Here is the link: http://pubs.acs.org/cen/science/8045/8045sci2.html


Also, check out Gillco Ingredients: http://www.gillco.com/pages/antim.html
They have all sorts of natural ingredients that inhibit spoilage. Here's a little blurb on the site: Sorbates' effectiveness increases with greater acidity. Above pH 4.0, sorbates are more effective than sodium benzoate or sodium/calcium propionate. At pH 2.5 - 3.0, sorbates are still somewhat more effective than sodium benzoate as a yeast and mold inhibitor, and more than twice as potent as propionates.

Also, check out this food technology website: http://buyersguide.ift.org/cms/?pid=...ry%20additives
It has a list of worldwide companies that manufacture ingredients. It is a good resource for finding out the grass roots of food. I hope this helps you out. Have a nice day!


----------



## cookieguy

Cookies typically don't need a chemical preservative. Are you talking about preserving freshness as to texture - crisp or soft. Or are you talking about mold growth.

Crisp cookies and even the vast majority of soft cookies have too low a water activity to support mold growth.

If you are talking about crisp or soft - that is packaging. Crisp cookies absorb moisture from the air and go soft or "stale." Soft cookies will give moisture up to the air and go hard. If texture is the issue than both types of cookies should be sealed airtight immediately after cooling. Crisp cookies can stay crisp almost indefinately if packed correctly with the proper container. Soft cookies will stay soft for a while but eventually will harden anyway as the starches retrograde.


----------



## phartneck

theres actualy something new on the market thats good for preserving all foods including cookies. Its a CO2 pad, that you put in the fridge with your food and it puts CO2 into the air and keeps all food in the fridge preserved for much much longer then regularly


----------



## foodpump

Re-read my first post. If you want preservatives, NATURAL ones, subsitute some of the sugar, say 20%, with honey. Add in maybe 10% of the flour weight with raisins.

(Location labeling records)
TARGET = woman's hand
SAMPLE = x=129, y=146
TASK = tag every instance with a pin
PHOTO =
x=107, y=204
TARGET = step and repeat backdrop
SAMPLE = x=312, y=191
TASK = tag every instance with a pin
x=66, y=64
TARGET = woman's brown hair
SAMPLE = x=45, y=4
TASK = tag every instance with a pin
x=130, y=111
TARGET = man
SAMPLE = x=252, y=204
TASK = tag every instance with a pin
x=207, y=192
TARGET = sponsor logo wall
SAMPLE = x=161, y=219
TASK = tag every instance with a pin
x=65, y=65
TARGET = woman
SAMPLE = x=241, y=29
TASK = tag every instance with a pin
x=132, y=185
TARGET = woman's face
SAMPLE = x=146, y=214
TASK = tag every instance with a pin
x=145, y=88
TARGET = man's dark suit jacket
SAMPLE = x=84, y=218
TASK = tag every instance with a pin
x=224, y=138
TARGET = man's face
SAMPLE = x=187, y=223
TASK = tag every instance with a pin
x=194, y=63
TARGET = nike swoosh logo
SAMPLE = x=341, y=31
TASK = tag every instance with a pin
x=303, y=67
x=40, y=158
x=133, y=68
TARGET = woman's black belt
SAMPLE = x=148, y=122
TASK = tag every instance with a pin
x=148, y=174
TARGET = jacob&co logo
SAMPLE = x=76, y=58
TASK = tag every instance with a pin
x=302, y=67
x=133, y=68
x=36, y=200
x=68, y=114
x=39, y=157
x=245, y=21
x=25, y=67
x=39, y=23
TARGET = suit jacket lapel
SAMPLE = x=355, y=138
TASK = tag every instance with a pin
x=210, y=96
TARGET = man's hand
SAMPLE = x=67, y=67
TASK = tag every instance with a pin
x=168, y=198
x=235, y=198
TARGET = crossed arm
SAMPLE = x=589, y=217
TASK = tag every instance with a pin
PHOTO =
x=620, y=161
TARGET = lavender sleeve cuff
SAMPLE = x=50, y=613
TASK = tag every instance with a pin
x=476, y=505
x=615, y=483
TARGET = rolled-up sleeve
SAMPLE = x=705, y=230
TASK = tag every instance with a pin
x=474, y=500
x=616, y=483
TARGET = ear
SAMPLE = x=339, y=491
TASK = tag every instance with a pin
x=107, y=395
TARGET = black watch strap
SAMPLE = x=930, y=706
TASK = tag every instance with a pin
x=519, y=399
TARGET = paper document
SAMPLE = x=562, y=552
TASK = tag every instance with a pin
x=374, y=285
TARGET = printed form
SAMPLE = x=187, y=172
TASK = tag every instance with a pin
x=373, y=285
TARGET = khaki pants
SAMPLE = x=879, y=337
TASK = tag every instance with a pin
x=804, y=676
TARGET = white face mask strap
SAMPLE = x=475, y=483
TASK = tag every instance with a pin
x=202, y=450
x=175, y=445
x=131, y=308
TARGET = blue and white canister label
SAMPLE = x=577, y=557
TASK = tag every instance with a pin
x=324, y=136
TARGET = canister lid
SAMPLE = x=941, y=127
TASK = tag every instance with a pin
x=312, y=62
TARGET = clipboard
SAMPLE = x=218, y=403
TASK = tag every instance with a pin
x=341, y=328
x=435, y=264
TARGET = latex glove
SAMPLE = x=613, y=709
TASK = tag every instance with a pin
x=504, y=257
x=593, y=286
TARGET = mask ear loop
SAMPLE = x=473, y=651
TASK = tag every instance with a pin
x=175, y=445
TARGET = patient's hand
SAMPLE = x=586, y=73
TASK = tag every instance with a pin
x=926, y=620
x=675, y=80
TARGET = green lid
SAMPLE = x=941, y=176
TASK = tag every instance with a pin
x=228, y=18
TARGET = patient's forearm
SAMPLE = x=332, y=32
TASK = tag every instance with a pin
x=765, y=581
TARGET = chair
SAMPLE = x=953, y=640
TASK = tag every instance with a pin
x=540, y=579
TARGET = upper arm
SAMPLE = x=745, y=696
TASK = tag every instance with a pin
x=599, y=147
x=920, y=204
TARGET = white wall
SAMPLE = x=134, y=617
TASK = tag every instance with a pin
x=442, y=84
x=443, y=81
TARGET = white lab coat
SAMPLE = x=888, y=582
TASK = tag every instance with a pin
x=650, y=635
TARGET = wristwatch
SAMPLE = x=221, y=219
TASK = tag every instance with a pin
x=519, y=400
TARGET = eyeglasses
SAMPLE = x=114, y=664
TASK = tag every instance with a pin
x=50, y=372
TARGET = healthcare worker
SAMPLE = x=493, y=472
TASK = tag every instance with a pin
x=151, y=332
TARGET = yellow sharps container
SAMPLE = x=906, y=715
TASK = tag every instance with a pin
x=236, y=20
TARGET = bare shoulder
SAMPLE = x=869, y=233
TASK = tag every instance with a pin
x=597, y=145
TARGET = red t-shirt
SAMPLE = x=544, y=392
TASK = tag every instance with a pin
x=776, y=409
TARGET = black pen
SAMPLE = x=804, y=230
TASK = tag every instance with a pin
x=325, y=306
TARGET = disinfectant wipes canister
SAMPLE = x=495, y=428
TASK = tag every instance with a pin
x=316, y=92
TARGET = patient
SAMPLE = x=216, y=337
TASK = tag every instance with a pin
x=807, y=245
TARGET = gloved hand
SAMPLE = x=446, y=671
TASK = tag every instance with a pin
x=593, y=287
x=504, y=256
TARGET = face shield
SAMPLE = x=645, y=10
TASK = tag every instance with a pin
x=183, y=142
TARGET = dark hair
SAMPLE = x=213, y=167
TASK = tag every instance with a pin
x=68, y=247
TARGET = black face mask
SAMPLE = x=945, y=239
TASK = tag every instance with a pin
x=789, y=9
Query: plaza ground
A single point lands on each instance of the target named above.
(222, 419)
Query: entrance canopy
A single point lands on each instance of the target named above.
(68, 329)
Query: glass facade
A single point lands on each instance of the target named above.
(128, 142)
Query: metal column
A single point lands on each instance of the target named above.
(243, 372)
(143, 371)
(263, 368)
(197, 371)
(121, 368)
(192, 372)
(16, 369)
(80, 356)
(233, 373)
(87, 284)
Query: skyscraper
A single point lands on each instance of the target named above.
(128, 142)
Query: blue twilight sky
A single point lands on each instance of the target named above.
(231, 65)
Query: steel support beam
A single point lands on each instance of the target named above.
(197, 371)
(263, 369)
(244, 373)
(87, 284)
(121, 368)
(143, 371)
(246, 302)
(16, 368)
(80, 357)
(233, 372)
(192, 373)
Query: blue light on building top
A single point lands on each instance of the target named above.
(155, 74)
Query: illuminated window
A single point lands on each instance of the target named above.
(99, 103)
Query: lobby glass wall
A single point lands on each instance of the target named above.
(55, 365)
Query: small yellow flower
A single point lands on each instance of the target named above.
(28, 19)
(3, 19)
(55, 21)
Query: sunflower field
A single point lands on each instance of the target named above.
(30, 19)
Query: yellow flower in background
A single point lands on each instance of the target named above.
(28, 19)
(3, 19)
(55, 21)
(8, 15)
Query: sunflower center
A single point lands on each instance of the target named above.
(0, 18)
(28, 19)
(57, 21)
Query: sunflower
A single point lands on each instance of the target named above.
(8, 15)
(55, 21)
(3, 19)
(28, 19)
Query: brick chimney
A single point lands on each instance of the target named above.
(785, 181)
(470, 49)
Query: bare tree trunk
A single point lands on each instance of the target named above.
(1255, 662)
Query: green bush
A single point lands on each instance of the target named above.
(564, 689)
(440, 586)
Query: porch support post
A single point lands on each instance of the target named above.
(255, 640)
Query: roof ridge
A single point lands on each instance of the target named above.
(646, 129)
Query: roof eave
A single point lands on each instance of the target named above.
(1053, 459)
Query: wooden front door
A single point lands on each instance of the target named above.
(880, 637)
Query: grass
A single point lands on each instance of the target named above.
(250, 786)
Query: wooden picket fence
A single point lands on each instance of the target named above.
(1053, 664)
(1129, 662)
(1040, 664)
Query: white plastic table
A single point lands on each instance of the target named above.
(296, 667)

- **Job 1**
Can you rewrite the cookie preservative thread between "Also, check out Gillco" and "a nice day!", inclusive, putting "potassium benzoate" in place of "sodium benzoate"?
- **Job 2**
Can you carry the cookie preservative thread forward from its last line?

- **Task answer 1**
Also, check out Gillco Ingredients: http://www.gillco.com/pages/antim.html
They have all sorts of natural ingredients that inhibit spoilage. Here's a little blurb on the site: Sorbates' effectiveness increases with greater acidity. Above pH 4.0, sorbates are more effective than potassium benzoate or sodium/calcium propionate. At pH 2.5 - 3.0, sorbates are still somewhat more effective than potassium benzoate as a yeast and mold inhibitor, and more than twice as potent as propionates.

Also, check out this food technology website: http://buyersguide.ift.org/cms/?pid=...ry%20additives
It has a list of worldwide companies that manufacture ingredients. It is a good resource for finding out the grass roots of food. I hope this helps you out. Have a nice day!

- **Task answer 2**
These are very, very old tricks, used for centuries to keep baked goods moist and mold free. Not quite sure how they work, but they do work. Honey and raisins can be purchased almost anywhere, and most people can pronounce them too, as opposed to sodium benzoate....


----------



## mary wash

im looking to have safeway or some other companycarry my cookies in their store but i'm worried about the freshness. don't want the product to become stale while sitting on the shelf waiting for someone to purchase them. just trying to start a business and need to get all the paper work started. right now i'm doing a little research on preservatives to see if i really need a preservative or, do i just need airtight packaging.


----------



## mary wash

i have the same concern.


----------



## mary wash

wanna be pastry chef, thanks for the info.. why do you say you "WANT to be a pastry chef why not do what you  love to do? jump in with both feet and just do it..I'm going to take my own advice because i too want to be a pastry chef.. lets get busy!


----------



## flipflopgirl

Don't want to be the cookie Grinch, just askin' here.

Are you working from a licensed kitchen or maybe there is in place some sort of Cottage Food Law where you do your baking?

Have you taken any sort of classes, one being a Serv-Safe type or maybe a pastry class at your community college?

Yes, I am being nosey.

It is the type of nosey that will keep your customers healthy and everything you own still in your possession.

The question you are asking would be covered in either of those courses of which I speak ( maybe not specific to your secret recipe chocolate cookie, but in general terms)

You may have to extrapolate so as to be able to apply it to your specific situation.

Big corporations (heck, even the ma & pa cafes) are hesitant to extend contracts to small businesses unless you can show that you have a license and insurance and while I admit ingnorance of every state Cottage Law that is in place, most if not all require the customer to pick up the cookies (or whatever) from where it was made.

No deliveries.

They will want to see some sort of documentation that you will provide a product that is safe, has an detailed ingredient lable..can't have anyone pushing up daisies due to an anaphylactic reaction from that tiny bit of peanut that got missed when cleaning the KA, so that lable would need to include the info that your product is made in an environment that may include peanut/other nuts,( just an example), you may have never ever touched a peanut without steam cleaning the entire kitchen.

I am not sayin' you are not prepared, just maybe you should step back and write your business plan, one that is so detailed that it will cover things so insignificant as what ingredients will keep your cookie from going stale on the shelf.

Just sayin'.

mimi


----------



## sleeplessjojo

Dear Mary,

I was wondering where you were with your project and whether you found a good way to preserve cookies. I am hoping to do the same thing (sell to coffee shops) and I will soon be experimenting with different ingredients. I wish you best of luck with your project.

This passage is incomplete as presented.